Task objective ▸ Summarize the course page below in two sentences.

Document excerpt ▸
--- start ---
2110254 Digital Design and
Verification 2005
Course
description
Course description
Processor design at instruction set level and register transfer level,
hardware description language (HDL); functional verification of HDL
models; microprocessors; control unit; memory unit; adders; I/O device
interfaces.
Annoucement
Instead of having the examination of this class at the end of the
semester, it is decided (for students benefit) that we will
administrate the test around the beginning of February. The test will
be on-line using JLAB. I will integrate the assembler and
simulator
into a special version of JLAB. I hope to release this version
for
your use as soon as it is done. Meanwhile, practice your assembly
programming skill using the off-line version posted here. Any bug
report is most welcome.
31 December 2005 The "call" section is
updated. This is a correction for 16-bit PC. It is
different from the lecture in class.
4 January 2006 Tools
available assembler and simulator run under JLAB, and
stand-alone version
Part 2
Assembly level programming
lecturer Prabhas Chongstitvatana
office room 18-13, Engineering building 4,
floor 18.
tel 02-2186982
contact prabhas at chula dot ac dot th
Aim: Learn programming at assembly level
Method: Use the instruction set of the chip for laboratory
session (CP8299) to do a simple
assembly level programming.
previous lecture (last year 2004)
cp8299x
Modify cp8299 to be used for the assembly language programming
class. the modification will be minimal as the intension of the
cp8299 design is to make it as easy as possible to realise. To enable
accessing data structures, the "indirect addressing" is added to
lda/sta intructions. This is the only modification to cp8299.
As cp8299 is a 8-bit processor, the indirect addressing has range only
8 bits. The address 0..255 is designated to data and the
code will be started at 256 onward. The stack starts at 512 and
grows toward the high memory.
memory map
0..255 data segment
256..511 code segment
512.... stack segment
Assembler syntax
.org xxx
specify the address xxx
sym: is
the label of data or code, for data it is used as a variable name, for
code it is used as label for control transfer destination (target of
jumps or calls).
Addressing mode
lda
sym direct address ac <-
M[sym]
lda (sym)
indirect address ac <- M[M[sym]]
lda
#n n is a constant
8-bit ac <- n
assumption about the meaning of programs
1 stack grows towards the hi memory.
2 "add" is 2'complement arithmetic (so the range of result is
-128..127, not 0..255).
--- end ---
Entries ▸
--- start ---
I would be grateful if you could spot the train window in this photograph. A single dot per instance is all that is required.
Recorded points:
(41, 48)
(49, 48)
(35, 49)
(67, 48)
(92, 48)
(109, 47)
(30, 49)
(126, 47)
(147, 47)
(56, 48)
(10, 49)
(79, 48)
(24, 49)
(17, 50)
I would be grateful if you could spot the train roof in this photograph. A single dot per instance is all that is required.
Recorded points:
--- end ---
--- start ---
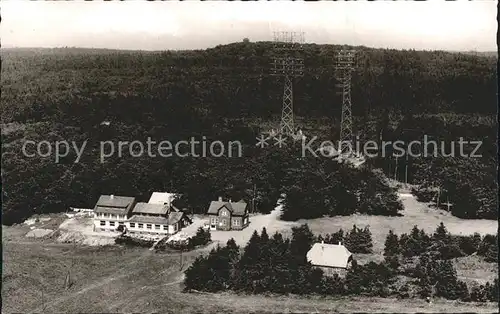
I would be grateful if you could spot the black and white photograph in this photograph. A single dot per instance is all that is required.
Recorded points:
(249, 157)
--- end ---
--- start ---
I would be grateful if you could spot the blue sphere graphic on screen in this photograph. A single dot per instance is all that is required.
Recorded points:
--- end ---
Final result ▸ The course covers processor design at the instruction set and register transfer levels, hardware description language, and functional verification, and its test will be given online using JLAB around the beginning of February instead of at the end of the semester. For the assembly-level programming part, cp8299 is modified only by adding indirect addressing to the lda/sta instructions, with data at addresses 0..255, code starting at 256, and a stack starting at 512 that grows toward high memory.